### Your tasks
[1] Copy the stretch of the wedding music post from "However, despite the" through "him for that.".
[2] In the wedding music post, what instrument did the writer try and fail to learn?
[3] Go on with the wedding music post from where it stops.

Let's jump ahead of ourselves, out of this endless pit of options called catering service. Let's discuss about what I think is one of the most important aspect of a wedding; the music.
I love music. I grew up being a fangirl of bands ranging from Take That to Ash. I used to take music seriously, and my dream was to be a rock star. Really. Even though that dream started to fade away completely when I tried to teach myself how to play guitar and failed miserably. And that was the closest thing I ever got to being a rock goddess. That, and Guitar Hero.
However, despite the failed attempt to nail a musical instrument, I keep being an avid music listener. That said, I don't want my wedding to be filled with trashes people call love songs. Thank God I am marrying a guy who is just as enthusiastic as I am to music...plus he's hell good at playing any kind of instrument. And I mean, any. I hate him for that.
So of course, we want the music to be perfect. I do, at least. Personally, deep down inside, I think the music in my reception is more important than the foods. People might say, "who will pay attention to the music anyway?" Well I do. I will pay attention and I want the musicians to play the songs at the party I'll remember for the rest of my life.

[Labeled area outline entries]
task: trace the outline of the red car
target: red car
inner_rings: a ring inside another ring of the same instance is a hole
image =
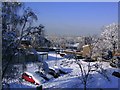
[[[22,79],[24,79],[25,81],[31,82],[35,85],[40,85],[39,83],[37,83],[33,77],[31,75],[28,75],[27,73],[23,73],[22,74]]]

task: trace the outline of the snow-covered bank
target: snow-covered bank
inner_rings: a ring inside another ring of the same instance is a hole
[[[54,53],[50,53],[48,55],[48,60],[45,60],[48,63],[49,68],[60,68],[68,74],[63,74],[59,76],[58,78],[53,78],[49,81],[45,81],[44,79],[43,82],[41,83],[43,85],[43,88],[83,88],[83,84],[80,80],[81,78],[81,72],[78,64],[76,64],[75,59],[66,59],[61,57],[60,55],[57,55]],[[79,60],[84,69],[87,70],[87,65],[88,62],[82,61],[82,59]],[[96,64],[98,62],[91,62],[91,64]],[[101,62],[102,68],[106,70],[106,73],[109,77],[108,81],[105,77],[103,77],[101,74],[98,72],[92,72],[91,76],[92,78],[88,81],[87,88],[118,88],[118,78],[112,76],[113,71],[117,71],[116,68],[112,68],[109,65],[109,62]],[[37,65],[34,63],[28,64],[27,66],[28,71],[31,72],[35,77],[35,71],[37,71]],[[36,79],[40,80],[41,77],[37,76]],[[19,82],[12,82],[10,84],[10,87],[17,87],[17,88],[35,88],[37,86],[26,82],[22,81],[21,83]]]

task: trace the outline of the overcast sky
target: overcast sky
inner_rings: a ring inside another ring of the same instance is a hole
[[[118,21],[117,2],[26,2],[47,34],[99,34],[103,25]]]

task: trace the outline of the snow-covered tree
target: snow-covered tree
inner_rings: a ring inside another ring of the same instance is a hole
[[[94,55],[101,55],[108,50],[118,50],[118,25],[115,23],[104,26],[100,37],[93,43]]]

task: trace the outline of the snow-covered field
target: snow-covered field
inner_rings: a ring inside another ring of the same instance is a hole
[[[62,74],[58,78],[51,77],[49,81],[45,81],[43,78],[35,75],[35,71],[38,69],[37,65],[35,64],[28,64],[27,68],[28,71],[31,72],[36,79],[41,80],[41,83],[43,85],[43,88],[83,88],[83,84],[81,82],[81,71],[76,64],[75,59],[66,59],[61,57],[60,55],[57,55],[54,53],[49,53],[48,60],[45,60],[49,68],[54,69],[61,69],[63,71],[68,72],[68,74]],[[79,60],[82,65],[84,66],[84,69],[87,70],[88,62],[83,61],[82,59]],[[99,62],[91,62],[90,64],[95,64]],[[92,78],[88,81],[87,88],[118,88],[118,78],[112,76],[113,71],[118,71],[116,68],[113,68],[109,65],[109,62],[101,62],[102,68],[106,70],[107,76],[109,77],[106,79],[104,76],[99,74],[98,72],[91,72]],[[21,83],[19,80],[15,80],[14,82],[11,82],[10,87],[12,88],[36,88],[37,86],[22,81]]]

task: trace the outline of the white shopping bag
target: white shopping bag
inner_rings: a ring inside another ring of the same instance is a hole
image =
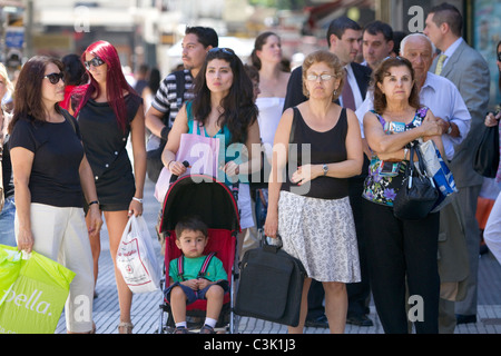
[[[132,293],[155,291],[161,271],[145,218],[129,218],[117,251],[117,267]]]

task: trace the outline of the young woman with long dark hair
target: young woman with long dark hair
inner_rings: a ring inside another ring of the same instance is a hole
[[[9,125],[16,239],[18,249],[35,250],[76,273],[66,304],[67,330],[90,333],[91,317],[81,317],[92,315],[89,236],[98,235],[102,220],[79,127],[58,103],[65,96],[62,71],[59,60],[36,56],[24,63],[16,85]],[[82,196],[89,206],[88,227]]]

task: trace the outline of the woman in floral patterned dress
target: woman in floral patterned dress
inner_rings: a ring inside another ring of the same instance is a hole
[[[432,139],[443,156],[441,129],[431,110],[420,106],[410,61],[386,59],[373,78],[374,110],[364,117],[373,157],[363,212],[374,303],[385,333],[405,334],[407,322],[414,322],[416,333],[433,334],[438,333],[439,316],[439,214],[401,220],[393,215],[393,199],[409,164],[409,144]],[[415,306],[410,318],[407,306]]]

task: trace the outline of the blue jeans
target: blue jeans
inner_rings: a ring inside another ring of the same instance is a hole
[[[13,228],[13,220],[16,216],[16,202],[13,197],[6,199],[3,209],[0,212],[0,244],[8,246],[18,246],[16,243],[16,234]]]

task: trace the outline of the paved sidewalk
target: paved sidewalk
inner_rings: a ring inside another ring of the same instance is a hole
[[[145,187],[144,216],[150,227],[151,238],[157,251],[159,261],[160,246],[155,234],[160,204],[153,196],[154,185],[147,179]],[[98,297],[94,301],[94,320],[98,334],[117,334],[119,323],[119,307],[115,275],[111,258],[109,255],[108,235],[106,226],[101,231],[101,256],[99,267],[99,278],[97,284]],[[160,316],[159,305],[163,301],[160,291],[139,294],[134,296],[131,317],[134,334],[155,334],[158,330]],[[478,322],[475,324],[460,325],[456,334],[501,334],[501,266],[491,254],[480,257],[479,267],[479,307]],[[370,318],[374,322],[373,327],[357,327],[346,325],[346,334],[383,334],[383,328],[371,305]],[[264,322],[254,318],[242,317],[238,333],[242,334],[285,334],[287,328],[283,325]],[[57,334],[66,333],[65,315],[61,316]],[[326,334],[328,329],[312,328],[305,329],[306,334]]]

### Task answers
[1]
However, despite the failed attempt to nail a musical instrument, I keep being an avid music listener. That said, I don't want my wedding to be filled with trashes people call love songs. Thank God I am marrying a guy who is just as enthusiastic as I am to music...plus he's hell good at playing any kind of instrument. And I mean, any. I hate him for that.

[2] The guitar.

[3]
Needless to say, we've made our own list of songs that will be played in the wedding. And they're not just any songs you can find in most wedding receptions. I won't spill the list, but it includes, among others, Glen Hansard, Marketa Irglova, and Ryan Adams.
Which brings us to the problem: where are we gonna find a nice, affordable set of musicians who will play the songs we picked?
We don't want a loud band with complete set of guitars, a bass, a keyboard, plus two vocalists. A three-piece of bass, piano, and percussions would be just fine, with one of them doubling as the vocalist. But then, this will turn all songs into crappy, bossanova songs. You know how it's every where these days? Female singers ruining the beauty of a song by turning it into a more lounge-y version and fail?
We're also thinking about just hiring a pianist who'll play all the songs in instrument. But then that pianist has to be so good to be able to turn a few unusual songs to be instrumental. If we get it wrong, we could end up with forced instrumentalia where the songs sound quiet and out of place.
There's another reason, actually, why we want just a pianist to play. It's because I can't stand how most wedding singers have such bad English pronunciation. Sometimes they're so bad, I can't make out any word they're singing. They're like drunk Sean Paul. Worse than those airline cabin crew announcing "laydees ayannd gantelmonn.."
So please. If anyone knows any wedding musicians who meet above requirements, do give me a call. Also, in my reception, they are banned from singing these songs:
1.Lucky – Jason Mraz and that chick
2.Any song by Michael Buble, except Save the Last Dance
3.Just the Way You Are – Bruno Mars
4.Any song by Afgan (and a bunch of other local musicians, actually)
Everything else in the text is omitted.